What is needed is an exact copy of every record below.
*** Material for this exercise Section Begins ***
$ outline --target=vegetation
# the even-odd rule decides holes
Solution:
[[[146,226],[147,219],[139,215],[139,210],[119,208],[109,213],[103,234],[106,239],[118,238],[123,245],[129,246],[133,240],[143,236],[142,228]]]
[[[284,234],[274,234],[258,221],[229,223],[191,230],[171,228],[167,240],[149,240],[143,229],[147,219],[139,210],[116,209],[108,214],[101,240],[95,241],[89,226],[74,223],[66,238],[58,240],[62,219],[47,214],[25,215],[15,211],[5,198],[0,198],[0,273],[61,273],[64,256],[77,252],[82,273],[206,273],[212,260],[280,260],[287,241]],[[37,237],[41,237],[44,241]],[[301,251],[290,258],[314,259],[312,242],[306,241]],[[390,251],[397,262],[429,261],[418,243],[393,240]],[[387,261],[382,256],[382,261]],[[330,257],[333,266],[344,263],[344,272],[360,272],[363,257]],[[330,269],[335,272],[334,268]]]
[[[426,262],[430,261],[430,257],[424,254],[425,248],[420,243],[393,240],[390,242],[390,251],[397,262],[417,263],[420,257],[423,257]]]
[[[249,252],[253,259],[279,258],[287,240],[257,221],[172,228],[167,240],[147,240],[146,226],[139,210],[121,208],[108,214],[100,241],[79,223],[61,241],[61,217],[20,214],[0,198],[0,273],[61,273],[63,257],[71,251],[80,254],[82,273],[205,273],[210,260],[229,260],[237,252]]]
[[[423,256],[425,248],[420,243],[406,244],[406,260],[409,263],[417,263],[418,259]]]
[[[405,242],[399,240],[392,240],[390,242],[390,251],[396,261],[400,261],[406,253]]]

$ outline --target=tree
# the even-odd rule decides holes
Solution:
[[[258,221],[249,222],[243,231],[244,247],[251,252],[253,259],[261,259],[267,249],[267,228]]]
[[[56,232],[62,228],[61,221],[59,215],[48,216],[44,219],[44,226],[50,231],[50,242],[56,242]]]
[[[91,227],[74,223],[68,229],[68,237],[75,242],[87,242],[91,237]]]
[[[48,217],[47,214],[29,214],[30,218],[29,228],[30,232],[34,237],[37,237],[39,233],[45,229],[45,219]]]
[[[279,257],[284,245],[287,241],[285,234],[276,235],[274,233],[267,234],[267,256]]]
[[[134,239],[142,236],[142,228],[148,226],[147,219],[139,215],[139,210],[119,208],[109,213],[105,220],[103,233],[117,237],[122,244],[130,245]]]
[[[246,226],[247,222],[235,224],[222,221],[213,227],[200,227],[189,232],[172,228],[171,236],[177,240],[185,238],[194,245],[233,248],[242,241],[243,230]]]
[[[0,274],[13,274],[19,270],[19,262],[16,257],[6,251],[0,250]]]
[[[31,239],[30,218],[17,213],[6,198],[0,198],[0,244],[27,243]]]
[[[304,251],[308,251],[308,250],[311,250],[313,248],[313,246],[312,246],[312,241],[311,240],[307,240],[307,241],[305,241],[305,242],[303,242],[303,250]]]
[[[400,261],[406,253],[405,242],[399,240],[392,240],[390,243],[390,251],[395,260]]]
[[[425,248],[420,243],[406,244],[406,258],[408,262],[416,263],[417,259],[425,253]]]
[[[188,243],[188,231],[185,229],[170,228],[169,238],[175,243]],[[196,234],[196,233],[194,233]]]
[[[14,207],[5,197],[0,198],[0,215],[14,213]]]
*** Material for this exercise Section Ends ***
**Result for this task**
$ outline --target=vegetation
# the even-odd rule decides holes
Solution:
[[[146,226],[147,219],[139,215],[139,210],[119,208],[109,213],[103,234],[106,239],[118,238],[123,245],[129,246],[133,240],[143,236],[142,228]]]
[[[284,234],[274,234],[258,221],[229,223],[191,230],[171,228],[167,240],[149,240],[143,229],[147,219],[139,210],[116,209],[108,214],[101,240],[95,241],[89,226],[74,223],[66,238],[58,240],[62,219],[47,214],[25,215],[15,211],[5,198],[0,198],[0,273],[61,273],[64,256],[77,252],[82,273],[206,273],[212,260],[280,260],[287,241]],[[37,237],[41,237],[44,241]],[[301,251],[290,258],[314,259],[312,242],[306,241]],[[390,251],[397,262],[429,261],[418,243],[393,240]],[[387,261],[382,256],[382,261]],[[330,257],[333,266],[344,263],[344,272],[360,272],[363,257]],[[330,269],[335,272],[334,268]]]
[[[426,262],[430,261],[430,257],[424,254],[425,248],[420,243],[393,240],[390,242],[390,251],[397,262],[417,263],[420,257],[423,257]]]
[[[249,252],[253,259],[279,258],[287,240],[257,221],[172,228],[167,240],[147,240],[146,226],[139,210],[121,208],[108,214],[100,241],[79,223],[61,241],[61,217],[20,214],[0,198],[0,273],[61,273],[63,257],[71,251],[80,254],[82,273],[205,273],[210,260],[229,260],[237,252]]]
[[[423,256],[425,248],[420,243],[406,244],[406,260],[409,263],[417,263],[418,259]]]
[[[405,242],[399,240],[392,240],[390,242],[390,251],[396,261],[400,261],[406,253]]]

$ outline --target=tree
# the even-odd rule decides holes
Solution:
[[[258,221],[249,222],[243,231],[244,247],[251,252],[253,259],[261,259],[267,249],[267,228]]]
[[[56,232],[62,228],[61,221],[59,215],[48,216],[44,219],[44,226],[50,231],[50,242],[56,242]]]
[[[91,227],[74,223],[68,229],[68,237],[75,242],[87,242],[91,237]]]
[[[48,217],[47,214],[29,214],[30,218],[29,228],[30,232],[34,237],[37,237],[39,233],[45,229],[45,219]]]
[[[279,257],[284,245],[287,241],[285,234],[276,235],[274,233],[267,234],[267,256]]]
[[[134,239],[142,236],[142,228],[148,226],[147,219],[139,215],[139,210],[119,208],[109,213],[105,220],[103,233],[117,237],[122,244],[130,245]]]
[[[246,226],[247,222],[235,224],[222,221],[213,227],[200,227],[189,232],[172,228],[171,236],[177,240],[185,238],[194,245],[233,248],[242,241],[243,230]]]
[[[0,274],[13,274],[19,270],[19,262],[16,257],[6,251],[0,250]]]
[[[31,239],[30,218],[17,213],[6,198],[0,198],[0,244],[27,243]]]
[[[304,251],[308,251],[308,250],[311,250],[313,248],[313,246],[312,246],[312,241],[311,240],[307,240],[307,241],[305,241],[305,242],[303,242],[303,250]]]
[[[400,261],[406,253],[405,242],[399,240],[392,240],[390,243],[390,251],[395,260]]]
[[[425,248],[420,243],[406,244],[406,258],[408,262],[416,263],[417,259],[425,253]]]
[[[188,243],[188,231],[185,229],[170,228],[169,238],[175,243]],[[196,234],[196,233],[194,233]]]
[[[14,207],[5,197],[0,198],[0,215],[14,213]]]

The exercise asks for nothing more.